[ACTIVITY]
Write out all of the records exactly once more and skip the images.

[DATA IN THIS EXERCISE]
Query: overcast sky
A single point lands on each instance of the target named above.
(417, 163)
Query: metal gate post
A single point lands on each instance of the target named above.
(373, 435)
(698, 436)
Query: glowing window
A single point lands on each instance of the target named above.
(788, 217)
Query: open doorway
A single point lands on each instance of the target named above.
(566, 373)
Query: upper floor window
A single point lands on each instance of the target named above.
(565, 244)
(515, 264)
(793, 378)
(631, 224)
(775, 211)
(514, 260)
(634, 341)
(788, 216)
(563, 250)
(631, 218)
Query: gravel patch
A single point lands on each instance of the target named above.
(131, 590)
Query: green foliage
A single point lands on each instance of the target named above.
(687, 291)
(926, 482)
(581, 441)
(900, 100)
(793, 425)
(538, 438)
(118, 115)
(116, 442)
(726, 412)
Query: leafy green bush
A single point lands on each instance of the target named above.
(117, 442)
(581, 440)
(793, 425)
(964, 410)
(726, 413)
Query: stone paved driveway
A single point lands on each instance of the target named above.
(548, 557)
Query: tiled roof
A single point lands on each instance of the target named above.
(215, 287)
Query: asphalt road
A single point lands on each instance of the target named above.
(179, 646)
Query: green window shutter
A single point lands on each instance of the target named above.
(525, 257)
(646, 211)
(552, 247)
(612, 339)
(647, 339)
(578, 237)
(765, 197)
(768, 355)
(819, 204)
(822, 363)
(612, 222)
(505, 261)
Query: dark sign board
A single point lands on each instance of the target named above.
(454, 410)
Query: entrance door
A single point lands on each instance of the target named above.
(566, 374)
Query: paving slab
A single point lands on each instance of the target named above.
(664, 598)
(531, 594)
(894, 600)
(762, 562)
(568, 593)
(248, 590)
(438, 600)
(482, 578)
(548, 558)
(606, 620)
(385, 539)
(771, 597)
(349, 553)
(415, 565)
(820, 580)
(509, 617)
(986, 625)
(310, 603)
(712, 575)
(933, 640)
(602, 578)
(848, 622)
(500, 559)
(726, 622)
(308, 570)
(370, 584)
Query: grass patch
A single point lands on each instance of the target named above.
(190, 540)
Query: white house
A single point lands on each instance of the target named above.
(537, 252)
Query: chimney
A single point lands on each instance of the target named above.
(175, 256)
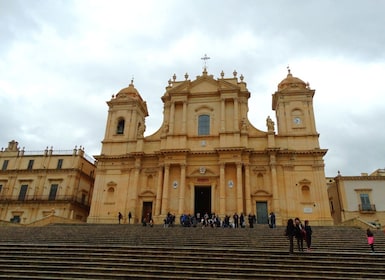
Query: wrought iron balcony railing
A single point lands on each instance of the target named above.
(43, 198)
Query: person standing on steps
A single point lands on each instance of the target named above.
(370, 236)
(308, 234)
(129, 217)
(236, 220)
(299, 233)
(290, 232)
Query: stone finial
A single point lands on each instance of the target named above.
(269, 124)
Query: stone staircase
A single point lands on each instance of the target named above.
(136, 252)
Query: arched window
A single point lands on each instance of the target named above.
(120, 127)
(204, 125)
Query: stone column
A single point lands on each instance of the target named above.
(159, 190)
(182, 188)
(172, 118)
(236, 115)
(274, 181)
(135, 182)
(247, 189)
(166, 186)
(184, 118)
(223, 115)
(222, 190)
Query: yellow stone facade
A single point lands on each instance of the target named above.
(358, 197)
(208, 157)
(39, 187)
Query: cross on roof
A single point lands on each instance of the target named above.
(205, 58)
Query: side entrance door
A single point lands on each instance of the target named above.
(262, 216)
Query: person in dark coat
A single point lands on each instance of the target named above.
(309, 232)
(290, 233)
(299, 233)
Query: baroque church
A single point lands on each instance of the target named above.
(208, 158)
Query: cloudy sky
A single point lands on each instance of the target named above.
(60, 61)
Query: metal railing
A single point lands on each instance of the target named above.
(367, 207)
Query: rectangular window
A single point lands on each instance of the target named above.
(365, 202)
(59, 163)
(23, 192)
(52, 192)
(5, 165)
(30, 164)
(204, 125)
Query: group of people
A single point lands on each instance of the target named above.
(295, 229)
(212, 220)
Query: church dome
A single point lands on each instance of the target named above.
(129, 91)
(291, 82)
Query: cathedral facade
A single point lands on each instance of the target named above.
(208, 158)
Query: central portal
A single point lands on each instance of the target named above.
(202, 200)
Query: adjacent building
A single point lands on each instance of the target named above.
(361, 196)
(207, 157)
(39, 184)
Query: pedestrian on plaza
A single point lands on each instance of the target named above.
(299, 233)
(129, 217)
(272, 220)
(308, 234)
(236, 220)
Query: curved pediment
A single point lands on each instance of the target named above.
(201, 172)
(261, 193)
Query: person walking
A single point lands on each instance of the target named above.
(290, 233)
(370, 236)
(299, 233)
(236, 220)
(129, 217)
(308, 234)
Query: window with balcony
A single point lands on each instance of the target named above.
(30, 164)
(120, 127)
(204, 125)
(5, 165)
(365, 205)
(59, 163)
(52, 192)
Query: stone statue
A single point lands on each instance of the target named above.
(269, 124)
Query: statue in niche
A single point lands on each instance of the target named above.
(165, 128)
(243, 125)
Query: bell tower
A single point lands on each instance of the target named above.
(125, 121)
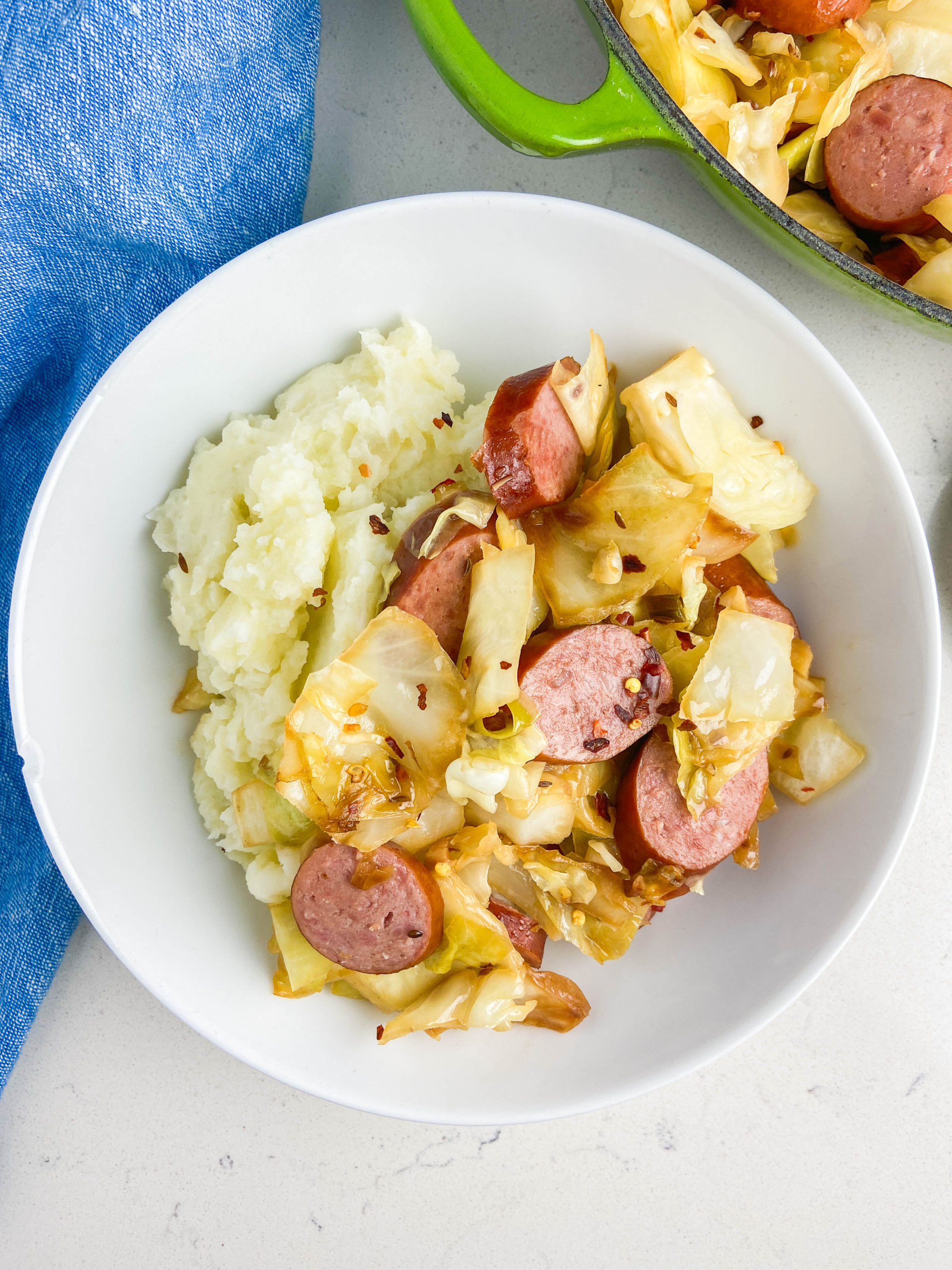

[COMPLETED TASK]
Query: overcast sky
A single point lands on each instance of the target named above.
(417, 163)
Query: metal gate post
A single point lands on each instance of the target named above.
(373, 435)
(698, 436)
Query: glowing window
A single point lands on each instance of the target named above.
(788, 217)
Query: open doorway
A single point lands on each instance of the target named above.
(566, 373)
Query: upper floor window
A single point lands on each instance of the target named above.
(565, 244)
(515, 264)
(793, 378)
(631, 224)
(775, 211)
(514, 260)
(634, 341)
(788, 216)
(563, 250)
(631, 218)
Query: gravel patch
A single point lands on each instance of the target named above.
(131, 590)
Query: green foliage
A single point lands on each instance of the target named above.
(687, 291)
(926, 482)
(581, 441)
(900, 100)
(793, 425)
(538, 438)
(118, 115)
(116, 442)
(726, 412)
Query: leafy green bush
A single point lands on each instance of the target named above.
(117, 442)
(581, 440)
(793, 425)
(964, 410)
(726, 413)
Query: stone paved driveway
A single point lands on each instance of the target named above.
(548, 557)
Query: tiled roof
A single point lands on each instance of the target named above.
(215, 287)
Query: asphalt road
A single point lands on each instance of the target named above.
(179, 646)
Query: green window shutter
A single point lands on each instance of the target named above.
(525, 257)
(646, 211)
(552, 247)
(612, 339)
(647, 339)
(578, 237)
(765, 197)
(768, 355)
(819, 204)
(822, 363)
(612, 222)
(505, 261)
Query: dark sign board
A single point lands on each instance of the target named above.
(454, 410)
Query: entrance door
A single point lands on each instance of the target named above.
(566, 374)
Query: paving slab
A single point lands on each instance of the target named above.
(664, 598)
(531, 594)
(894, 600)
(762, 562)
(568, 593)
(248, 590)
(438, 600)
(482, 578)
(548, 558)
(606, 620)
(385, 539)
(771, 597)
(349, 553)
(415, 565)
(820, 580)
(509, 617)
(986, 625)
(310, 603)
(712, 575)
(933, 640)
(602, 578)
(848, 622)
(500, 559)
(726, 622)
(308, 570)
(370, 584)
Query: grass patch
A single point lands on each instance of the target named above.
(190, 540)
Query: white house
A single point lands on each instance of the target named above.
(537, 252)
Query: chimney
A single point lands on each instance of the target named above.
(175, 256)
Query: wrought iron balcony railing
A single point lands on each instance of the target named above.
(43, 198)
Query: person standing on steps
A single point lands on each instance of the target named above.
(370, 236)
(308, 234)
(129, 217)
(236, 220)
(299, 233)
(290, 232)
Query: stone finial
A single point lands on each instance of the target named above.
(269, 124)
Query: stone staircase
A single point lands on each instance of the target named above.
(136, 252)
Query: arched window
A single point lands on each instance of the target named above.
(120, 127)
(204, 125)
Query: stone column
A single point lands on each instance of the target named above.
(159, 190)
(182, 188)
(172, 118)
(236, 115)
(274, 181)
(135, 182)
(247, 189)
(166, 186)
(184, 118)
(223, 115)
(222, 190)
Query: yellow stone facade
A single point lands on each instance of the target named above.
(358, 197)
(208, 157)
(39, 187)
Query: cross on roof
A single point lands on each instance of the target named above.
(205, 58)
Query: side entrance door
A single point lands on each instance of the target named above.
(262, 216)
Query: person in dark coat
A single point lands on each instance of the target named above.
(309, 232)
(290, 233)
(299, 233)
Query: baroque church
A single point lands on each instance of the target named above.
(208, 158)
Query: cloudy sky
A single point lands on each instance of the target named above.
(60, 61)
Query: metal railing
A single point lands on each instance of the target named above.
(367, 207)
Query: rectangular window
A single point lands on each instance of the target named above.
(365, 202)
(59, 163)
(23, 192)
(52, 192)
(5, 165)
(30, 164)
(204, 125)
Query: group of people
A single point lands on each instance of the target named above.
(295, 229)
(212, 220)
Query: church dome
A single point lands on each instance of the target named above.
(129, 91)
(291, 82)
Query: cathedral facade
A single point lands on each instance of the target named above.
(208, 158)
Query: central portal
A single point lands on each instance of the target named above.
(202, 200)
Query: adjacent building
A single point lands on each instance of the target named above.
(361, 196)
(207, 157)
(39, 184)
Query: pedestrian on plaza
A single point lands on each instance of the target named above.
(299, 233)
(129, 217)
(272, 220)
(308, 234)
(236, 220)
Query: curved pediment
A single point lands on each instance of the target named above.
(201, 172)
(261, 193)
Query: person walking
A single point lands on each instance of the target named above.
(290, 233)
(370, 236)
(299, 233)
(236, 220)
(129, 217)
(308, 234)
Query: window with balcony
A single point lands on each instance of the target named above.
(30, 164)
(120, 127)
(204, 125)
(5, 165)
(365, 205)
(59, 163)
(52, 192)
Query: stone statue
A single point lands on each instance of the target named above.
(269, 124)
Query: statue in niche
A single point lands on each instance of the target named above.
(165, 128)
(243, 125)
Query: bell tower
A single point lands on each instance of the target named above.
(125, 121)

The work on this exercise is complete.